Phrase grounding data

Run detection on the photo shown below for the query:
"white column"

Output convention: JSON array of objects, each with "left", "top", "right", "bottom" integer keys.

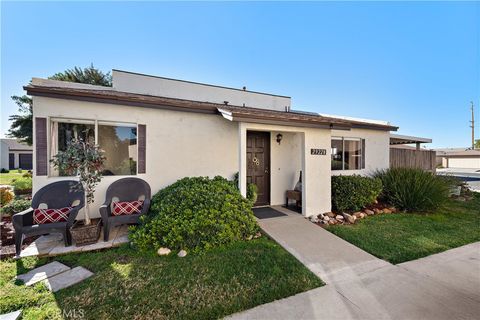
[
  {"left": 302, "top": 129, "right": 332, "bottom": 217},
  {"left": 238, "top": 123, "right": 247, "bottom": 197}
]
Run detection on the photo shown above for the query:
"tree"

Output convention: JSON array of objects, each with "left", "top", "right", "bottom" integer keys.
[
  {"left": 49, "top": 64, "right": 112, "bottom": 86},
  {"left": 475, "top": 139, "right": 480, "bottom": 149},
  {"left": 7, "top": 65, "right": 111, "bottom": 145},
  {"left": 8, "top": 95, "right": 33, "bottom": 145},
  {"left": 51, "top": 139, "right": 105, "bottom": 225}
]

Problem statement:
Look through the entries above; find each line with the word "photo" and copy it.

Task answer:
Run detection on the photo shown below for the query:
Run detection on the photo shown above for the query:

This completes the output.